◆ Quoted text ◆
--- BEGIN ---
Spiritual exercise will make you spiritually stronger such that you can overcome pain and find the essential joy of being. Hopefully, one day you will know the peace that transcends all understanding.

I know you believe that the world would be better without suffering but if you think about it, it would be a hollow world without suffering. This is as Leibniz described, "the best of all possible worlds."


----------



## WillYouStopDave (Jul 14, 2013)

AngelClare said:


> But you conveniently ignore that this God you're referring to, if the Bible is correct, is also the kind of God who would allow himself to be mocked, whipped and crucified for your sins. That's the God in the Bible too, right? And it's also the New Testament or the latest most up-to-date revelation of the nature of God for Christians.


 So that's inconsistency. That's human thinking to the letter. It's pretty obvious that humans made him up because he is messed up in all the same ways as humans are.
--- END ---
◆ Source data ◆
--- BEGIN ---
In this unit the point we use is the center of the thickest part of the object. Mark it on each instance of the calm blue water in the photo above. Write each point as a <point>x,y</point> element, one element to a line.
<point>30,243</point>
--- END ---
◆ Task ◆
Reproduce the forum excerpt on suffering and God word for word, from its first sentence to its last.

◆ Exercise response ◆
Spiritual exercise will make you spiritually stronger such that you can overcome pain and find the essential joy of being. Hopefully, one day you will know the peace that transcends all understanding.

I know you believe that the world would be better without suffering but if you think about it, it would be a hollow world without suffering. This is as Leibniz described, "the best of all possible worlds."


----------



## WillYouStopDave (Jul 14, 2013)

AngelClare said:


> But you conveniently ignore that this God you're referring to, if the Bible is correct, is also the kind of God who would allow himself to be mocked, whipped and crucified for your sins. That's the God in the Bible too, right? And it's also the New Testament or the latest most up-to-date revelation of the nature of God for Christians.


 So that's inconsistency. That's human thinking to the letter. It's pretty obvious that humans made him up because he is messed up in all the same ways as humans are.